## Challenge
Set out every line of the listing below as a numbered list, skipping blank lines and leaving the pictures out.

## Records supplied

↓↓↓

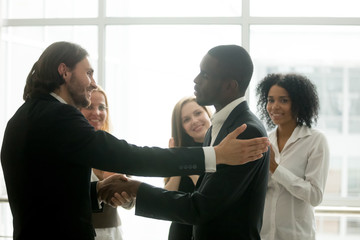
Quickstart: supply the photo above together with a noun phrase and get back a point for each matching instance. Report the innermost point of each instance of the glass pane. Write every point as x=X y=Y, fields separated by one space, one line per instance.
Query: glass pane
x=148 y=69
x=50 y=8
x=22 y=46
x=354 y=177
x=165 y=8
x=330 y=57
x=305 y=8
x=337 y=226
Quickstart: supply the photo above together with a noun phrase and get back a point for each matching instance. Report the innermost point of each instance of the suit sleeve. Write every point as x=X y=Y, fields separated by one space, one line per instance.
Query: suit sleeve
x=221 y=191
x=218 y=194
x=78 y=142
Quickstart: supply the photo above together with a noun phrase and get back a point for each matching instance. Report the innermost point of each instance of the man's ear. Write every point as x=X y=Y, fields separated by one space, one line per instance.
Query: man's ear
x=63 y=71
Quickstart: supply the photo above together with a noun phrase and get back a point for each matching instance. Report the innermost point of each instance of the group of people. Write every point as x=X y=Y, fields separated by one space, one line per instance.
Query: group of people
x=224 y=178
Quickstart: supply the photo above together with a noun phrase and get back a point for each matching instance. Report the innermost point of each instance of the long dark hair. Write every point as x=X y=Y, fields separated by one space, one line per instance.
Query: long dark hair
x=305 y=103
x=44 y=76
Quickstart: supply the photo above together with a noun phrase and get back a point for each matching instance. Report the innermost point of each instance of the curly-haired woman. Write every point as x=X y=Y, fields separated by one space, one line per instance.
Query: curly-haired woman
x=299 y=158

↑↑↑

## Complete response
1. Quickstart: supply the photo above together with a noun phrase and get back a point for each matching instance. Report the innermost point of each instance of the glass pane. Write every point as x=X y=Y, fields separated by one space, one line per instance.
2. Query: glass pane
3. x=148 y=69
4. x=50 y=8
5. x=22 y=46
6. x=354 y=177
7. x=165 y=8
8. x=330 y=57
9. x=305 y=8
10. x=337 y=226
11. Quickstart: supply the photo above together with a noun phrase and get back a point for each matching instance. Report the innermost point of each instance of the suit sleeve. Write every point as x=X y=Y, fields separated by one space, one line per instance.
12. Query: suit sleeve
13. x=221 y=191
14. x=218 y=194
15. x=78 y=142
16. Quickstart: supply the photo above together with a noun phrase and get back a point for each matching instance. Report the innermost point of each instance of the man's ear. Write every point as x=X y=Y, fields separated by one space, one line per instance.
17. Query: man's ear
18. x=63 y=71
19. Quickstart: supply the photo above together with a noun phrase and get back a point for each matching instance. Report the innermost point of each instance of the group of people. Write every point as x=X y=Y, fields separated by one space, one line per instance.
20. Query: group of people
21. x=224 y=178
22. Quickstart: supply the photo above together with a noun phrase and get back a point for each matching instance. Report the innermost point of each instance of the long dark hair. Write every point as x=X y=Y, fields separated by one space, one line per instance.
23. Query: long dark hair
24. x=305 y=103
25. x=44 y=76
26. Quickstart: supply the photo above together with a noun phrase and get back a point for each matching instance. Report the innermost point of each instance of the curly-haired woman. Write every point as x=X y=Y, fields separated by one space, one line per instance.
27. Query: curly-haired woman
28. x=299 y=158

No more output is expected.